Although there are different techniques used to study the cognitive processes during the elaboration of a translation, key-logging is considered a non-intrusive technique, which allows saving every mouse and keyboard keystroke made by the translator in real time.

These collected data are known as User Activity Data and the most commonly used programs for recording this type of data in the field of Translation Studies are Translog (Carl, 2012) and InputLog (Leijten, 2013). In 2015, Lafuente developed an open source computational tool called ResearchLogger, to provide a free alternative but with the same features offered by its competitors. The tool was tested in a controlled environment research, which was focused on the study of some cognitive aspects in translation students at the National University of Cordoba. The results showed that the use of a translation memory complicated decision-making, which was reflected in increased pauses made by the participant. Also, under time pressure, participants reduced the time spent on orientation and revision phases.

#### [Given data]

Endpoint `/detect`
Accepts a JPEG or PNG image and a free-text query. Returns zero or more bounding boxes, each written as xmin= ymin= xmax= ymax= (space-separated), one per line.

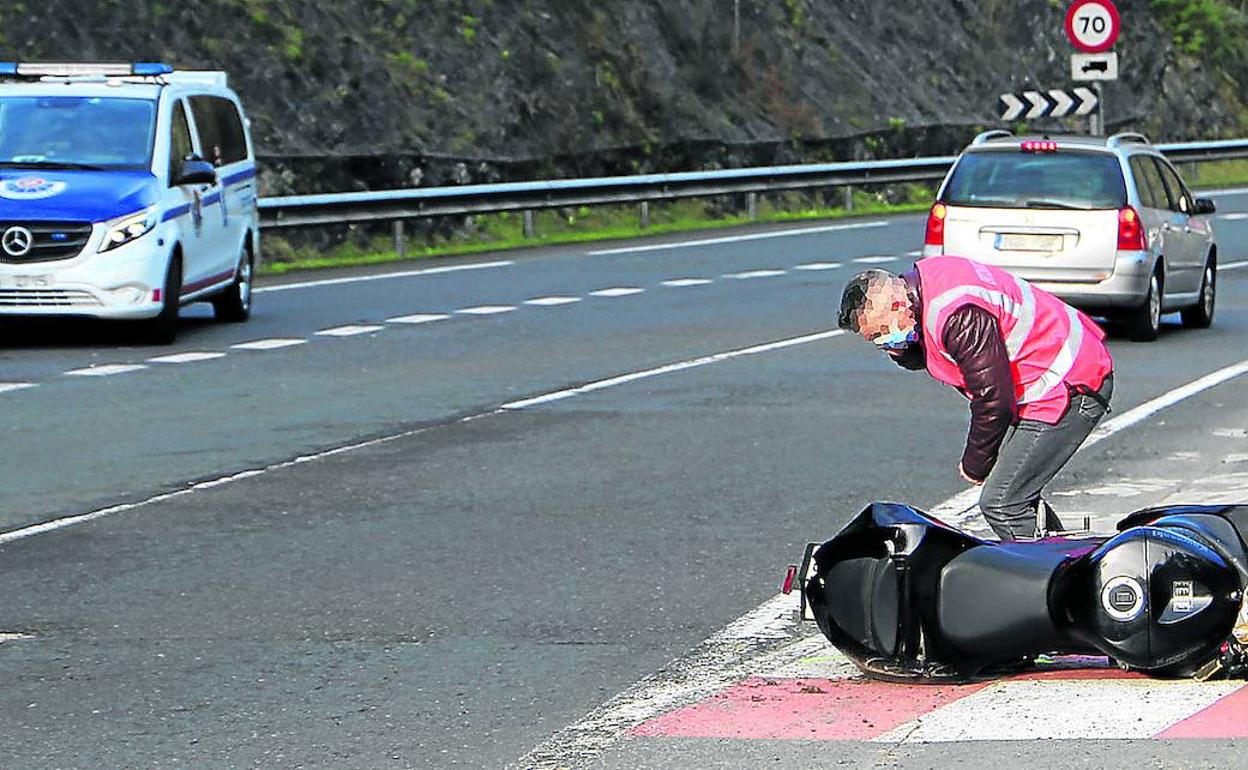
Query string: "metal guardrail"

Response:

#### [Stated task]
According to the excerpt on key-logging in translation research, who developed ResearchLogger, and in what year?

#### [Output below]
Lafuente developed ResearchLogger in 2015.